* WHAT YOU WILL DO:
Exact duplicates of all the records are needed.

* INPUT DATA:
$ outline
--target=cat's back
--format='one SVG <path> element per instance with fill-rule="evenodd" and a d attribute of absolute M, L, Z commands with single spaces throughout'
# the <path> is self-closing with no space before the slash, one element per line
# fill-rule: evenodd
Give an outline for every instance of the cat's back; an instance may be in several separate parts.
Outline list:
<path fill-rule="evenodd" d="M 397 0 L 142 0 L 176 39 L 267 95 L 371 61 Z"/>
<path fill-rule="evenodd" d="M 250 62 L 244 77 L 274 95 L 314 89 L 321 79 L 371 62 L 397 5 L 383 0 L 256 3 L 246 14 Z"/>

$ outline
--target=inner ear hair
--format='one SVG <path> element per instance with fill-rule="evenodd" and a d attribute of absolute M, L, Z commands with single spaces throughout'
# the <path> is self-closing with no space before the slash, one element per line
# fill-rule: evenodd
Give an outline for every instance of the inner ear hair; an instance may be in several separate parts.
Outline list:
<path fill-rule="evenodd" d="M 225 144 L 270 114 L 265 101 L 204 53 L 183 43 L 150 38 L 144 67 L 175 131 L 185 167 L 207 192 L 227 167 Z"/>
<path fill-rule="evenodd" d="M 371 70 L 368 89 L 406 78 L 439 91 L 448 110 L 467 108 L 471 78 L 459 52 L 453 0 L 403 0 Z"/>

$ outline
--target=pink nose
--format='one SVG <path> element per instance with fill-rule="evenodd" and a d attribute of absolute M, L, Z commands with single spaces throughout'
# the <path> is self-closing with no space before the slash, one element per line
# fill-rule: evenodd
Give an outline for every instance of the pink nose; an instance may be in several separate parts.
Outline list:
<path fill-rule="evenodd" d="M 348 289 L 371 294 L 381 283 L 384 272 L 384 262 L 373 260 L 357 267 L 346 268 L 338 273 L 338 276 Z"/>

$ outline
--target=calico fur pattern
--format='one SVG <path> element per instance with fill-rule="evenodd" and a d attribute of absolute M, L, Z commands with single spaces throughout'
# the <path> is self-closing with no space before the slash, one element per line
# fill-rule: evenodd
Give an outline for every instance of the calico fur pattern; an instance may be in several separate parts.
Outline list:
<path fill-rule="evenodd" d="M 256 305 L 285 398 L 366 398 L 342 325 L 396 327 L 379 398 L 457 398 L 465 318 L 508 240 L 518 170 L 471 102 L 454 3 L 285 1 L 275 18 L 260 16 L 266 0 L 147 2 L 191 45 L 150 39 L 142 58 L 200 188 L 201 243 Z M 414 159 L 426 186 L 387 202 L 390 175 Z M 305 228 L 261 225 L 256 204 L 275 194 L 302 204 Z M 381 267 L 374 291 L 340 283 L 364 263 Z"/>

* SOLUTION:
$ outline
--target=cat's back
--format='one SVG <path> element per instance with fill-rule="evenodd" and a d attribute of absolute M, L, Z commands with single spaces throughout'
# the <path> is self-closing with no space before the slash, one element per line
# fill-rule: evenodd
Give an outline for every instance of the cat's back; an instance may be in several separate parts.
Outline list:
<path fill-rule="evenodd" d="M 397 0 L 142 0 L 176 39 L 267 95 L 371 61 Z"/>
<path fill-rule="evenodd" d="M 250 62 L 244 77 L 274 95 L 314 89 L 321 79 L 371 62 L 397 5 L 383 0 L 256 3 L 246 14 Z"/>

$ outline
--target=inner ear hair
--format='one SVG <path> element per instance with fill-rule="evenodd" and a d attribute of absolute M, L, Z commands with single spaces throughout'
# the <path> is self-closing with no space before the slash, one element per line
# fill-rule: evenodd
Give an outline for every instance of the inner ear hair; an instance may be in several separate parts.
Outline list:
<path fill-rule="evenodd" d="M 225 144 L 270 114 L 265 101 L 204 53 L 183 43 L 150 38 L 144 67 L 175 131 L 185 167 L 207 192 L 227 167 Z"/>
<path fill-rule="evenodd" d="M 371 70 L 368 89 L 406 78 L 439 91 L 448 110 L 467 108 L 471 78 L 459 52 L 453 0 L 403 0 Z"/>

$ outline
--target=pink nose
--format='one SVG <path> element per instance with fill-rule="evenodd" and a d attribute of absolute M, L, Z commands with single spaces throughout'
# the <path> is self-closing with no space before the slash, one element per line
# fill-rule: evenodd
Give an outline for every instance of the pink nose; an instance may be in several separate parts.
Outline list:
<path fill-rule="evenodd" d="M 348 289 L 371 294 L 381 283 L 384 272 L 384 262 L 373 260 L 357 267 L 346 268 L 338 273 L 338 276 Z"/>

$ outline
--target=calico fur pattern
--format='one SVG <path> element per instance with fill-rule="evenodd" and a d attribute of absolute M, L, Z commands with single spaces throughout'
# the <path> is self-closing with no space before the slash, one element per line
# fill-rule: evenodd
Give an outline for every instance of the calico fur pattern; an instance may be in several separate parts.
Outline list:
<path fill-rule="evenodd" d="M 256 305 L 285 398 L 366 398 L 342 325 L 396 327 L 379 398 L 457 398 L 465 318 L 508 240 L 518 170 L 471 102 L 454 3 L 285 1 L 275 18 L 260 16 L 266 0 L 147 2 L 191 45 L 150 39 L 142 58 L 200 188 L 201 243 Z M 414 159 L 426 186 L 387 202 L 390 175 Z M 305 228 L 261 225 L 256 204 L 275 194 L 302 204 Z M 381 267 L 374 291 L 340 283 L 364 263 Z"/>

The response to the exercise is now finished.